+++ Input records +++

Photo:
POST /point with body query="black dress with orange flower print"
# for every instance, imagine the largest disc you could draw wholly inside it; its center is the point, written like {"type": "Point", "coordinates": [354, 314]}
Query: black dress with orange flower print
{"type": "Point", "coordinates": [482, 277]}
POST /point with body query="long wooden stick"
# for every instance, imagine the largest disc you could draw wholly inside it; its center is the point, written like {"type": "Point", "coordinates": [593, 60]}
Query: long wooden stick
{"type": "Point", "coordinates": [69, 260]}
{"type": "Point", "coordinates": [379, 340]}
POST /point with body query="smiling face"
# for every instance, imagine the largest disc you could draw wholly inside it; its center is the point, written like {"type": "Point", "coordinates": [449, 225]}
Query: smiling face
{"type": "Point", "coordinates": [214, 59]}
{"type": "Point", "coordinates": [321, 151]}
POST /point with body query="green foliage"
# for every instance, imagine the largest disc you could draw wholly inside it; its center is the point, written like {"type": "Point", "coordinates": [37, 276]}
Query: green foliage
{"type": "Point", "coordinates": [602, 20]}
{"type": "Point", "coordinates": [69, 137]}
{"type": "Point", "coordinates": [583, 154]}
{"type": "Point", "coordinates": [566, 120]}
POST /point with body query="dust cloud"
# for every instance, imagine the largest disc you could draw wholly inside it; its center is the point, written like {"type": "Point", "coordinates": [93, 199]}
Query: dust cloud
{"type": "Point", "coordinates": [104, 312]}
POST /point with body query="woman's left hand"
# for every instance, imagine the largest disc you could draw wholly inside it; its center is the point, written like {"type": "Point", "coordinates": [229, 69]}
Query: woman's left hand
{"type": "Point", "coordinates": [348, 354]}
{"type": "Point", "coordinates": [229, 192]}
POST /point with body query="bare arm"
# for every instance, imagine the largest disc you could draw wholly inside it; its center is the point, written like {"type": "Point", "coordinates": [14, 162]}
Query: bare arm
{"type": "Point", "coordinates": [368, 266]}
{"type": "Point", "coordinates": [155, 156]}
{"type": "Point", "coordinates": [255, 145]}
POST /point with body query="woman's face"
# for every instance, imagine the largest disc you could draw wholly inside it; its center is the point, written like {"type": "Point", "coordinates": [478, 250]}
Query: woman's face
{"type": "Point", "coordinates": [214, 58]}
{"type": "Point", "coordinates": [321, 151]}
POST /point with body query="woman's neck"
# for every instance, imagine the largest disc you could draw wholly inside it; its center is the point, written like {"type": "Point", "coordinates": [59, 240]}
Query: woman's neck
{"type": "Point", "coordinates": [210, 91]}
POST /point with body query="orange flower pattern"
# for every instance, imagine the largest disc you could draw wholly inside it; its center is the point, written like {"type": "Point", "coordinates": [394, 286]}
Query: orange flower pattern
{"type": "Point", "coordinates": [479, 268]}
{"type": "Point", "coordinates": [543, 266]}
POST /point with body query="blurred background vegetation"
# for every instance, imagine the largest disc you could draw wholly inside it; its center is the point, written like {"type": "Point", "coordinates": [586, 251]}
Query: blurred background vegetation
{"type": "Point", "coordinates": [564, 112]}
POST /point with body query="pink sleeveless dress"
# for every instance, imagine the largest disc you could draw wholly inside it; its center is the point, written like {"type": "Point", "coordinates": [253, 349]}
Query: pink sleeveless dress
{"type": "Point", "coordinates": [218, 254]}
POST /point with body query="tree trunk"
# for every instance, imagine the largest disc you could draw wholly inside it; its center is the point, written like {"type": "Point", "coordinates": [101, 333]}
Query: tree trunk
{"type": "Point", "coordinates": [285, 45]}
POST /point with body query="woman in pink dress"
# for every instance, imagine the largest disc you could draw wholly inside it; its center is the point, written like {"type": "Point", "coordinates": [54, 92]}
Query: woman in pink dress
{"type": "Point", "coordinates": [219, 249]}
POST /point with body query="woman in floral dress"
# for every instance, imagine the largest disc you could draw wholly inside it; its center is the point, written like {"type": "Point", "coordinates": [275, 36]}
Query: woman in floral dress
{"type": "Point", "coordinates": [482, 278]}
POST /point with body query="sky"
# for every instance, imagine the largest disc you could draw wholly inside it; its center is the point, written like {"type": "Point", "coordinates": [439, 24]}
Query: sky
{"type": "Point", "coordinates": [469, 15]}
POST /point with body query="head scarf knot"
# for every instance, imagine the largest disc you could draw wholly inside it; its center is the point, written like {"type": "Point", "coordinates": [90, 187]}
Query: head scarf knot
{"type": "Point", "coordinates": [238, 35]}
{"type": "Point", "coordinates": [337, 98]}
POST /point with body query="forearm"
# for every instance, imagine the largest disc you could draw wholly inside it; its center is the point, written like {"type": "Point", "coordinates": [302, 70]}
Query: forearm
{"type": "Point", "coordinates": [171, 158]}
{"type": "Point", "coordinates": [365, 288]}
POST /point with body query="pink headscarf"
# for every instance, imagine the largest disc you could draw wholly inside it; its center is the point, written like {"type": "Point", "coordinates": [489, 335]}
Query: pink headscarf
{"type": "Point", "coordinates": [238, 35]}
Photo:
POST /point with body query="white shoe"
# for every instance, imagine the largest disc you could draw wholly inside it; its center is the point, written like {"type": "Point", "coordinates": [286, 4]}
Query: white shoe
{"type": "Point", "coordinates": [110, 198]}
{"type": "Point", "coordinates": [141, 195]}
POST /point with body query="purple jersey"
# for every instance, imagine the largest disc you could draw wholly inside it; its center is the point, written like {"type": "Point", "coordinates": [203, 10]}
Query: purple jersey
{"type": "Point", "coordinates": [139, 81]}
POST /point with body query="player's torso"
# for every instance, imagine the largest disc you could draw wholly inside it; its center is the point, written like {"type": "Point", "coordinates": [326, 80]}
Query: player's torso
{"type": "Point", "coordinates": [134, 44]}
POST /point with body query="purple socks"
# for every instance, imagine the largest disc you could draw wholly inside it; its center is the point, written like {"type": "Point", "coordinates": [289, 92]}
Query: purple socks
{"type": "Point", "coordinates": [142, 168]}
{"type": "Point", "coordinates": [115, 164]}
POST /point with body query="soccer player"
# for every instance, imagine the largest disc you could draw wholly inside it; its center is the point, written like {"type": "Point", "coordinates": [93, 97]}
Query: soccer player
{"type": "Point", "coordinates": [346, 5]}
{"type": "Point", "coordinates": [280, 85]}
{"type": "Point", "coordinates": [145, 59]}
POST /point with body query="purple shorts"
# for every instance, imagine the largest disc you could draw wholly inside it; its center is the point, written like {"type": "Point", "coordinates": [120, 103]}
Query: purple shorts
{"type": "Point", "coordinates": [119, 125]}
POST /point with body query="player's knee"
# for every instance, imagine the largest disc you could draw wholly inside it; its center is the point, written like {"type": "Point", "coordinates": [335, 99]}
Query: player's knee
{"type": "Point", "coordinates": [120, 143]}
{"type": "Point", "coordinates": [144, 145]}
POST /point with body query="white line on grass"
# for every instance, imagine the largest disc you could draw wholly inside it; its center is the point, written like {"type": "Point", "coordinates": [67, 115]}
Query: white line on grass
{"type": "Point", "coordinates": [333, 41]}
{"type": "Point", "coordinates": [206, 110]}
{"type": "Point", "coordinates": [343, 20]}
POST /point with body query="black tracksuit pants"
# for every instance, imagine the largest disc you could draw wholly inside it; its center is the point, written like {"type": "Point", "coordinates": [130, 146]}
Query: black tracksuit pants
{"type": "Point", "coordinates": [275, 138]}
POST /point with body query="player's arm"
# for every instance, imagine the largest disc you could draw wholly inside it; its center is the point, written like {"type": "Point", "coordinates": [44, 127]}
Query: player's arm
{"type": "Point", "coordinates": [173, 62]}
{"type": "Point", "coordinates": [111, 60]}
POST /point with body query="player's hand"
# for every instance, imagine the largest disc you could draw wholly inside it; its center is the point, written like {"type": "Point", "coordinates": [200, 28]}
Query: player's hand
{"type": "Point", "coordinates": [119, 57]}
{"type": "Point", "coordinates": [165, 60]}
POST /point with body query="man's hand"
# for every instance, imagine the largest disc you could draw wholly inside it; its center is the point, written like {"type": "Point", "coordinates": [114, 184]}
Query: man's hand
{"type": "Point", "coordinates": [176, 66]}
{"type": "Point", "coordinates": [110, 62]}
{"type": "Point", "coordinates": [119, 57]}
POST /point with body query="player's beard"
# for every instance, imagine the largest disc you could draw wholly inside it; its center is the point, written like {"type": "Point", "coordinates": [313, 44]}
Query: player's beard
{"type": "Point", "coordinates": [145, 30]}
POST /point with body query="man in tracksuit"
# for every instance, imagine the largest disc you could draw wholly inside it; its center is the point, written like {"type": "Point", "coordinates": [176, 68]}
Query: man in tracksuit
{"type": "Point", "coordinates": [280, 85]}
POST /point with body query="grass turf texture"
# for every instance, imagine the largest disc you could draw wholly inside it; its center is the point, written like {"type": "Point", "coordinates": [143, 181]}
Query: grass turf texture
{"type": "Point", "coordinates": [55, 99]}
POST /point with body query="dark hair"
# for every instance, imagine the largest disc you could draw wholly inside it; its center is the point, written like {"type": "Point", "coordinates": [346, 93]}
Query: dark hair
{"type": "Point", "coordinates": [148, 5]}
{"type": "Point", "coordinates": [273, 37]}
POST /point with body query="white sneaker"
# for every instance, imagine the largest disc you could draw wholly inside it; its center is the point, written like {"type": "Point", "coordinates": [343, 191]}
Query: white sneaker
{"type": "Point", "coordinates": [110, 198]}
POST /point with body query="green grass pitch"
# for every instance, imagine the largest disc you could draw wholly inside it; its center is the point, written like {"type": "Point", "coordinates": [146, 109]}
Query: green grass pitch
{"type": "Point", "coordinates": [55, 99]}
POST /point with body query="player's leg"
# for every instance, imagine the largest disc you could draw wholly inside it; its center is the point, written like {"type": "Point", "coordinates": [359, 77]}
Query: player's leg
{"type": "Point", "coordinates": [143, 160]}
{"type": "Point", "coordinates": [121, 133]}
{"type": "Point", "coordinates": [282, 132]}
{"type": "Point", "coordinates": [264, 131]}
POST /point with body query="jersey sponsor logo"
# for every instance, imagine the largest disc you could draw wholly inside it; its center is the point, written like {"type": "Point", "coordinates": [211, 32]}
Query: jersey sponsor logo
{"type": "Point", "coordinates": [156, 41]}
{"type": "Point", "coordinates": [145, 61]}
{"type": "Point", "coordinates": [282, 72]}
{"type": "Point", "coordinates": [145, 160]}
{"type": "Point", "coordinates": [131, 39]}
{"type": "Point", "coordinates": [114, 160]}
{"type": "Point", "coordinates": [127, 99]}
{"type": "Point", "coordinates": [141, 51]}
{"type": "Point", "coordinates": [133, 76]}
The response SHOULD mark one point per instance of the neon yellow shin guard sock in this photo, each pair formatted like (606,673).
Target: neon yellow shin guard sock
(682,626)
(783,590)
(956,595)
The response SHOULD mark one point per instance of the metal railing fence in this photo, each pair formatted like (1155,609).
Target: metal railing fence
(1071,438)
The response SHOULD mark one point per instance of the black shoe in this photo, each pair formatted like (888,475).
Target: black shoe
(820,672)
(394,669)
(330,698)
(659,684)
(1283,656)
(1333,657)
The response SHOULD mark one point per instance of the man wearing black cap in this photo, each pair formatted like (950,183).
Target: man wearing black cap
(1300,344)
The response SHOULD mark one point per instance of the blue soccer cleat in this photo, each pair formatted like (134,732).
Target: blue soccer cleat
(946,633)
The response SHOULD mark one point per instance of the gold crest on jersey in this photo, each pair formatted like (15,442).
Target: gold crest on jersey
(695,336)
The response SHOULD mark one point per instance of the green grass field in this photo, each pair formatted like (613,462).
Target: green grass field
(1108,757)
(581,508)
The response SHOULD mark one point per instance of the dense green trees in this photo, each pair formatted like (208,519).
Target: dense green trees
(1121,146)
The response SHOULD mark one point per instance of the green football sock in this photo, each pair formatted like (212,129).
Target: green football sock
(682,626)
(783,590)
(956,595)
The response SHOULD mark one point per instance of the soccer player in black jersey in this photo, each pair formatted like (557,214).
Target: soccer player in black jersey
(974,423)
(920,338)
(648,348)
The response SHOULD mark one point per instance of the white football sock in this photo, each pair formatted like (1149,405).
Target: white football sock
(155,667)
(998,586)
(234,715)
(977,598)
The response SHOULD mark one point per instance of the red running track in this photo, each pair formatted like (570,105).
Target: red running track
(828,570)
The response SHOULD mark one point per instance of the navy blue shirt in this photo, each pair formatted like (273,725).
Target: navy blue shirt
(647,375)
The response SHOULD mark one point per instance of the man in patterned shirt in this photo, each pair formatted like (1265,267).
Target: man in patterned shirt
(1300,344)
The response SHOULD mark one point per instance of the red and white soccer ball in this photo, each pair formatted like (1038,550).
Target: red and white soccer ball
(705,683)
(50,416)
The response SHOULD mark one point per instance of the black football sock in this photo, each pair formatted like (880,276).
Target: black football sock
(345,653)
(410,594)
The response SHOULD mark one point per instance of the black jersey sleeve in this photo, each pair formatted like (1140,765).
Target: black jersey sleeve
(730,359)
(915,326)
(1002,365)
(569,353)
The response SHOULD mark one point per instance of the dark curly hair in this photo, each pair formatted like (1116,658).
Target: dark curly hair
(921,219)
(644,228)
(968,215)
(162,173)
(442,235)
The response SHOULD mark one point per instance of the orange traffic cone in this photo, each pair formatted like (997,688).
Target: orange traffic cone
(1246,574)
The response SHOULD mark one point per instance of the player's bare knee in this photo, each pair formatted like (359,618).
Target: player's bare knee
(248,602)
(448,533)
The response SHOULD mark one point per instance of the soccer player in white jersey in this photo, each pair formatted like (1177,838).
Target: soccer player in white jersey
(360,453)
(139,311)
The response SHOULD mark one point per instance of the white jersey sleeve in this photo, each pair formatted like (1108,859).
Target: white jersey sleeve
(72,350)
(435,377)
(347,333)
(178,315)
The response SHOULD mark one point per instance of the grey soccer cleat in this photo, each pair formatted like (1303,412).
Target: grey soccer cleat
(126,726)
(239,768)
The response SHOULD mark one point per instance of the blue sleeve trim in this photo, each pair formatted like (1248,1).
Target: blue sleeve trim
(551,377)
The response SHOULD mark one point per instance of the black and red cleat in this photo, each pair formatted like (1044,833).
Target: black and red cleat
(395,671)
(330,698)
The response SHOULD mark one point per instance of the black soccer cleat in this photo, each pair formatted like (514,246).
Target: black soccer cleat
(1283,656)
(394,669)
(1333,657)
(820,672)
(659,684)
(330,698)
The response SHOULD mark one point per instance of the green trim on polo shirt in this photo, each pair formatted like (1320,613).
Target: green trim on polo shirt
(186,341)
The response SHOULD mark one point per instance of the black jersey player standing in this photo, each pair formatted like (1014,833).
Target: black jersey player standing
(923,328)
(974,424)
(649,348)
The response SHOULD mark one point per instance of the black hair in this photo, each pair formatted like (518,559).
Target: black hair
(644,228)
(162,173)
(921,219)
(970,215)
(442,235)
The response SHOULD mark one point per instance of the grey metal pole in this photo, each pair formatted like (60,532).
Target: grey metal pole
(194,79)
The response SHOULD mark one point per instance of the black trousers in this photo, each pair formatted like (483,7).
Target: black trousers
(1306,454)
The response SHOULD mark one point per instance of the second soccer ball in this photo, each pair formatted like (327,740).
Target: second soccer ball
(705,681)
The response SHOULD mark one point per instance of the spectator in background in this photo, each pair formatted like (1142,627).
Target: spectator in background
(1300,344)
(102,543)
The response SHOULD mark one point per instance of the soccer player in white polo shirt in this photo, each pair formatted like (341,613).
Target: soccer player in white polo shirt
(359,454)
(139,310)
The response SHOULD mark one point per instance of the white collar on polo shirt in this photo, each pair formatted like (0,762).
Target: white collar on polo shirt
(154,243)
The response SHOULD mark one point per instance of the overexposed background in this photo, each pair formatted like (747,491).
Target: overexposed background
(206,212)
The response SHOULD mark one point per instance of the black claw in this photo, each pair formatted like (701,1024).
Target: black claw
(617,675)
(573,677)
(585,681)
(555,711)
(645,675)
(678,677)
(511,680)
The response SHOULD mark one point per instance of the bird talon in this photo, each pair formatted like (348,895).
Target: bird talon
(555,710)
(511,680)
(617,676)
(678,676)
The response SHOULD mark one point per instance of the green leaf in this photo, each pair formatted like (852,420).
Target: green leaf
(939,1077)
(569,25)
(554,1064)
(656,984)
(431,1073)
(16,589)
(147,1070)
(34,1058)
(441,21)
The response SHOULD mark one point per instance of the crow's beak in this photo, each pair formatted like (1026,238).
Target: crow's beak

+++

Copy each line of the records above that carries the word "beak".

The response SHOULD mark one point per instance of the crow's beak in this photo, each pair formatted like (1026,238).
Target: crow's beak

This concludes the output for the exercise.